▶ [Source text]
TCS Daily


Where's the Revolution?

By Duane D. Freese - February 6, 2006 12:00 AM

When President Bill Clinton signed the Telecommunications Act of 1996 on Feb. 8 that year, he called it "truly revolutionary legislation" and proclaimed that "with a stroke of a pen, our laws will catch up with the future."

If it was a revolution, in some respects it was a revolution sideways.

The current situation certainly doesn't fit the visions of the act's authors. Former Sen. Larry Pressler, R-S.D., had opined in the euphoria after passage that it would spur great innovation "by getting everybody into everybody's business." The theory was that long distance and cable companies would get into local phone. Local phone and cable into long distance. Long distance and local phone into video transmission. The competition would bring lower prices for consumers and a grand array of wonderful new services as the nation became laced with high-speed fiber optic networks to meet an information-hungry society's expanding economic needs.

The seven regional Bell operating companies consolidated into four, and two of them -- SBC and Verizon -- have completed mergers swallowing up long-distance giants AT&T and MCI (a.k.a. WorldCom). The four continue to control 85% of local phone lines, with the average rate for a residential access line after inflation costing more in 2003 than in 1996.

▶ [Problem to work on] Reproduce the passage of the article on the Telecommunications Act of 1996 starting at "If it was a" and ending at "expanding economic needs.".

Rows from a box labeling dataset
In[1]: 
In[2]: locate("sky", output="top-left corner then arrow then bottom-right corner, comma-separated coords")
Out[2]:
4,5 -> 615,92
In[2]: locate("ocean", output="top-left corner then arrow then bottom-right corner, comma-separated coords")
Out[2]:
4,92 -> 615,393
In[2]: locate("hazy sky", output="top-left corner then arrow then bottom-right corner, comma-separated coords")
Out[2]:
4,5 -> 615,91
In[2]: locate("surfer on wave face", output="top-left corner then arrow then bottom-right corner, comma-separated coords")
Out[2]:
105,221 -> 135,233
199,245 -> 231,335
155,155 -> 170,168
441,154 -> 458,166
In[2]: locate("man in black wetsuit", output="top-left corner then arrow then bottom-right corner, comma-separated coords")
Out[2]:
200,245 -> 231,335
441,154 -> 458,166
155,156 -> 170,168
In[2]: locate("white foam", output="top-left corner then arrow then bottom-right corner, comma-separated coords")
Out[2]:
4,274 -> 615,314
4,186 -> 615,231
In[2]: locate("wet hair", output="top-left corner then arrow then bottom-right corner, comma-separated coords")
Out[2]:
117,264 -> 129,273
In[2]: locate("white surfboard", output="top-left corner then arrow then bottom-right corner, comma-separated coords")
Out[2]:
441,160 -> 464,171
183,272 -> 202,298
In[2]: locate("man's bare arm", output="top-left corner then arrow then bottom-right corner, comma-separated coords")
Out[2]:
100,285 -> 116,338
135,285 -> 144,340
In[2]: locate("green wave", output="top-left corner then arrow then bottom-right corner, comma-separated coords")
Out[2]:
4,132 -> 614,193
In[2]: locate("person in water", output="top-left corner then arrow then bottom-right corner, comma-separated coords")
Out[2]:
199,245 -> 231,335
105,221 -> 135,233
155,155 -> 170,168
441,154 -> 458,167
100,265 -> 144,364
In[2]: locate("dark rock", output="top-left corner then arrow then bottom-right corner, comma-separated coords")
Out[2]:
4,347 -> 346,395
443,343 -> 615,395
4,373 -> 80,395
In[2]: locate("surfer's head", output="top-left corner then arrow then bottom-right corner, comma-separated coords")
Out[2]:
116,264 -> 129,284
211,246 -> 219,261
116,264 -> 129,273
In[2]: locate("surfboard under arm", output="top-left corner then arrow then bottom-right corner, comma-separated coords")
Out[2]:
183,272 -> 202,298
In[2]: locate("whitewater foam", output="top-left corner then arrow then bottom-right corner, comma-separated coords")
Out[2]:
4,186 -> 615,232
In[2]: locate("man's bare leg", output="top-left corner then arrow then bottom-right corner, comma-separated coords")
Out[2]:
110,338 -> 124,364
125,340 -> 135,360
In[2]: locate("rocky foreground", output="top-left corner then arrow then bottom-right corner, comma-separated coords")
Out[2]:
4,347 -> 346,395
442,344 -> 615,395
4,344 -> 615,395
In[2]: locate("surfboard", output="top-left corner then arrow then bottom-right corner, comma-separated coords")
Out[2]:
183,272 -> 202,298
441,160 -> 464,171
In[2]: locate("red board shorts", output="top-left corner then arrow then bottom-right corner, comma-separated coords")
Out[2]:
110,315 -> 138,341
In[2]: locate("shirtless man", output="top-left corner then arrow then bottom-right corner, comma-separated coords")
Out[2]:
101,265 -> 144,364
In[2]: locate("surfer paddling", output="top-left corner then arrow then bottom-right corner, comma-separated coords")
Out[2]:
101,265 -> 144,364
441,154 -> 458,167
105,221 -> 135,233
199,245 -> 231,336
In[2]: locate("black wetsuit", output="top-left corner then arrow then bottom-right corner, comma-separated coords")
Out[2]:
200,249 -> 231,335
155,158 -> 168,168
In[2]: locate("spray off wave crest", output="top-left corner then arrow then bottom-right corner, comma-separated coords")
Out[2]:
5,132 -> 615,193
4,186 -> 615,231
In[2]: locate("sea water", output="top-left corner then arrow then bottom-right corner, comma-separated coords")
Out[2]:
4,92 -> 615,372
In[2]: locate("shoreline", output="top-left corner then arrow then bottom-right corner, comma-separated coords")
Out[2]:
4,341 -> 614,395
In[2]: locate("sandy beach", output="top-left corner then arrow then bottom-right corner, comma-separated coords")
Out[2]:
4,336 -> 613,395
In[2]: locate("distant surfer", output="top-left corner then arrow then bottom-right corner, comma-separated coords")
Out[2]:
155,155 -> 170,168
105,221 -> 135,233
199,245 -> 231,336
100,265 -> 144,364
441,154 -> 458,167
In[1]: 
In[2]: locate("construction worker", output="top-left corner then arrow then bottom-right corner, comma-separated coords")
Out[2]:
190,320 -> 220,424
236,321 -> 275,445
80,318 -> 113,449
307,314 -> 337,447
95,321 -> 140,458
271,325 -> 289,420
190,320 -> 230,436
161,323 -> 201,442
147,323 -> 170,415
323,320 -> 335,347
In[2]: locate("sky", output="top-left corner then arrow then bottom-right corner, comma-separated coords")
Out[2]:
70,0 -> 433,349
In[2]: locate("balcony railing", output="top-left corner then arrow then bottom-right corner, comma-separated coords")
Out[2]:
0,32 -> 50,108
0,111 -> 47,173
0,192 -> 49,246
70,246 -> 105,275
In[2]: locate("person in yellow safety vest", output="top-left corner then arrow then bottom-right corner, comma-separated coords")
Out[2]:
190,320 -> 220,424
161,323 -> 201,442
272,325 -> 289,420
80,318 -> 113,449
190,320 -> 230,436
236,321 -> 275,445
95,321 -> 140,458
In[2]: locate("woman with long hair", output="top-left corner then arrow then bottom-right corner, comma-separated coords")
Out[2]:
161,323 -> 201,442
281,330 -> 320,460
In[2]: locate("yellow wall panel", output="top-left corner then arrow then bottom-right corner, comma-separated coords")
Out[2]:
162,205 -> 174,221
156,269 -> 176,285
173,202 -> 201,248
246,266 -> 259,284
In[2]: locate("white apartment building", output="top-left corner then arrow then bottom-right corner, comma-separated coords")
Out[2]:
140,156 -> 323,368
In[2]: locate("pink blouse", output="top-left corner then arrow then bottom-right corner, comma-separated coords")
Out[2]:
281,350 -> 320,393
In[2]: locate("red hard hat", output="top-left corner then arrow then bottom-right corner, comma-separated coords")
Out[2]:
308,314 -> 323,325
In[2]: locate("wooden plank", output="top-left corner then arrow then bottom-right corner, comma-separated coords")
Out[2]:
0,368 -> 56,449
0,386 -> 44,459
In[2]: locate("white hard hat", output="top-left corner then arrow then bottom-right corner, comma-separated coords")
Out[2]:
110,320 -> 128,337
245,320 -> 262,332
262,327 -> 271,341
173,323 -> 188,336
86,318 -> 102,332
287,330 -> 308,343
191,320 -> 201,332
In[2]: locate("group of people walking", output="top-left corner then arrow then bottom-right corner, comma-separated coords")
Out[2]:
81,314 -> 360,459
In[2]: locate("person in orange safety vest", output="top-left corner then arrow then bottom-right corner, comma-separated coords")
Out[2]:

▶ [Result of this exercise]
If it was a revolution, in some respects it was a revolution sideways.

The current situation certainly doesn't fit the visions of the act's authors. Former Sen. Larry Pressler, R-S.D., had opined in the euphoria after passage that it would spur great innovation "by getting everybody into everybody's business." The theory was that long distance and cable companies would get into local phone. Local phone and cable into long distance. Long distance and local phone into video transmission. The competition would bring lower prices for consumers and a grand array of wonderful new services as the nation became laced with high-speed fiber optic networks to meet an information-hungry society's expanding economic needs.